══ Page excerpt

[SOLVED] How to get roc curve data?

gaoxiaoleigaoxiaolei Member Posts: 12 Contributor II
edited October 2019 in Help
Hi, everyone.
I used comparerocs operator which contains some classifiers. But there is another model of my own, which can not be executed in rapidminer. I want to plot these models' roc curve, the question is how to get the models' roc curve data? So I can plot them in excel.
Thanks!
Tagged:

Answers

  • MariusHelfMariusHelf RapidMiner Certified Expert, Member Posts: 1,869 Unicorn
    Hi,

    does your model create confidences? Then you can apply your model outside of RapidMiner, save the processed data including original label, predicted label and confidences in a csv file and import it into RapidMiner. Then make sure that attribute roles and attribute names comply with the naming scheme of classified data sets in RapidMiner (make use of Rename and Set Role operators). If you then use the Performance operator and push your data through it, you will get a ROC curve.

════

Aim 1: Decide whether each statement below agrees with the forum thread about getting ROC curve data, answering yes or no and quoting the words of the thread that settle it: (a) the person asking wants to plot the curves in Excel; (b) the person's own model can be executed in RapidMiner; (c) the reply suggests saving the processed data in a csv file.
The text above and the entries that follow have no connection to each other.

══ Provided data

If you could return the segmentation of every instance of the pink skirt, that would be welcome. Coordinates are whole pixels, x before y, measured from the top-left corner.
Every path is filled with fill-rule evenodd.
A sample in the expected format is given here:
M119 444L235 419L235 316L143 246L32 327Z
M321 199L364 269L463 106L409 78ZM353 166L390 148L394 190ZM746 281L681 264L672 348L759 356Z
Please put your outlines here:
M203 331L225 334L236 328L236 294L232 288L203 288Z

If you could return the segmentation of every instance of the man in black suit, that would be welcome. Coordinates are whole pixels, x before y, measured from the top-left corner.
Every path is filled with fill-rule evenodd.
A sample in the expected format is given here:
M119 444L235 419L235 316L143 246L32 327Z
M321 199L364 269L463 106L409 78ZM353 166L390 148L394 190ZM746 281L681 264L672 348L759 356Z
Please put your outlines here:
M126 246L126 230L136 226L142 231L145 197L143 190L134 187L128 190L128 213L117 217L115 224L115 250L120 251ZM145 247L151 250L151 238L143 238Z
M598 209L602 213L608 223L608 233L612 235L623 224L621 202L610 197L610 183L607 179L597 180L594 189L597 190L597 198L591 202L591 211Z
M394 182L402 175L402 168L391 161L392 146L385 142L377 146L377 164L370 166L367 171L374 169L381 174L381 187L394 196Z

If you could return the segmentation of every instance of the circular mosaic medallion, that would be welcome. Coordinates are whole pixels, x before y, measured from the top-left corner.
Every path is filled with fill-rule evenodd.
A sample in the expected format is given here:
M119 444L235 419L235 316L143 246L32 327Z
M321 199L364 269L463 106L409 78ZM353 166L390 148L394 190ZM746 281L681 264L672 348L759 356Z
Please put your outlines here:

════

Aim 2: Edit the entries, starting with their first line and going on through the line that contains "M203 331L225 334L236", by replacing "pink skirt" with "red skirt" and changing nothing else. Give only those lines.

Expected answer 1:
(a) Yes: "So I can plot them in excel."
(b) No: "But there is another model of my own, which can not be executed in rapidminer."
(c) Yes: "save the processed data including original label, predicted label and confidences in a csv file"

Expected answer 2:
If you could return the segmentation of every instance of the red skirt, that would be welcome. Coordinates are whole pixels, x before y, measured from the top-left corner.
Every path is filled with fill-rule evenodd.
A sample in the expected format is given here:
M119 444L235 419L235 316L143 246L32 327Z
M321 199L364 269L463 106L409 78ZM353 166L390 148L394 190ZM746 281L681 264L672 348L759 356Z
Please put your outlines here:
M203 331L225 334L236 328L236 294L232 288L203 288Z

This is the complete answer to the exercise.